** START OF Extract to read **

This is extremely funny, and reminds me of the famous newspaper headline "Generalissimo Francisco Franco Is Still Dead". Of course, at time of writing, RMS is still alive and the optimal headline is a falsehood..

PaulHoule 3 days ago
My system uses logistic regression on words and it thinks that HN (1) really likes Richard Stallman and (2) really likes obituaries so put them together and that headline gets a great score.
I bet if it was put in as "fake news" it would get hundreds of votes and comments before dang took it down. And when it does happen for real it will certainly get 1000s votes.
- Kye 3 days ago
  
  For example: my #2 submission https://news.ycombinator.com/item?id=38468326
TeMPOraL 3 days ago

> Of course, at time of writing, RMS is still alive and the optimal headline is a falsehood..
That's where Betteridge's law of headlines comes to the rescue! Just rephrase the headline as a question - "Is Richard Stallman dead?".

nonameiguess 3 days ago

Sorry to get both meta and personal, but I'm kind of curious because you're one of the few here whose name I instantly recognize, probably because I'm fairly interested in science and my impression is you mostly post scientific papers or articles discussing them. I'm looking at your profile of submissions now and the first page is 30 submissions all made in the last 24 hours. Most of them are indeed scientific papers. My own experience reading material like this is it generally takes at minimum 5-6 hours to read a paper and meaningfully digest any of it, and that's only true of subjects I'm somewhat familiar with. For subjects I'm not familiar with, there is rarely any point in reading direct research at all. Given you can't possibly be reading all of this, what is your motivation for submitting all of it to Hacker News? What is your process for finding this material and identifying it as interesting?

** END OF Extract to read **
** START OF Source material **

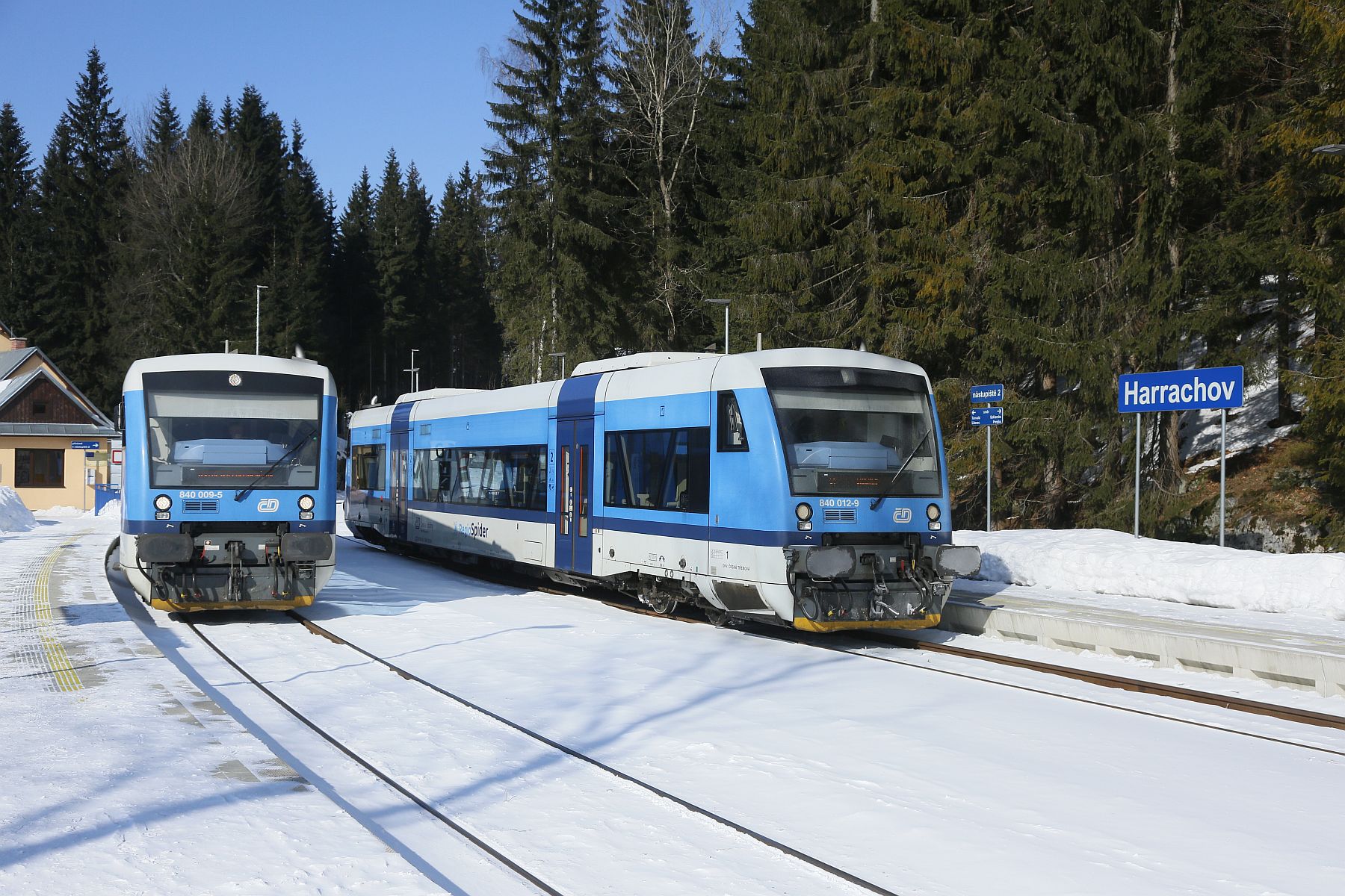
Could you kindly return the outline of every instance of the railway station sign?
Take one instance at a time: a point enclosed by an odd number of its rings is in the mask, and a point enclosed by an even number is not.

** END OF Source material **

Aim of the task: Write the next part of the Hacker News discussion above about the Richard Stallman headline, not the listing, picking up right after its final question.

Result of this task:
PaulHoule 3 days ago

(1) Answering "what is my motivation?" isn't simple because I got into this slowly. I really enjoyed participating in HN, around the time my karma reached 4000 I started getting competitive about it, around 20,000 I started developing automation.
When I helped write
https://www.pnas.org/doi/10.1073/pnas.0308253100
in 2004 I thought text classification was a remarkably mature technology which was under-used. In particularly I thought there was no imagination in RSS reader interfaces and thought an RSS reader with an algorithmic feed. That December when Musk bought Twitter this was still on my mind and I made it happen and the result was the YOShInOn RSS reader [1] and I thought building it around a workflow where I select articles for my own interest and post some on HN was a good north star. [2]
It is self tuning and soldiers on despite changes in the input and how much time I vote to it. It spins like a top and I've only patched it twice in the last year.
Anything that gets posted to HN is selected once by the algorithm and twice by me. Reducing latency is a real goal, improving quality is a hypothetical goal, either of those involves some deep thinking about "what does quality mean?" and threatens the self tuning and "spins like a top".
My interest in it is flagging lately because of new projects I am working on, I am worried though that if I quit doing it people will wonder if something happened to me because that happened when Tomte went dark.
(2) I'll argue that scientific papers are better and worse than you say they are. Sometimes an abstract or an image tells a good story story, arguably a paper shouldn't get published. I think effective selection and ranking processes are a pyramid and I am happy to have the HN community make the decision about things. On the other hand, I've spent 6 months (not full time) wrangling with a paper and then come back 6 years later and come to see I got it wrong the first time.
I worked at arXiv a long time ago and we talked a lot about bibliometrics and other ways to judge the quality of scientific work and the clearest thing is that it would take a long time like not 4-5 hours of an individual but more like several years (maybe decades!) of many, many people working at it -- consider the example of the Higgs Boson!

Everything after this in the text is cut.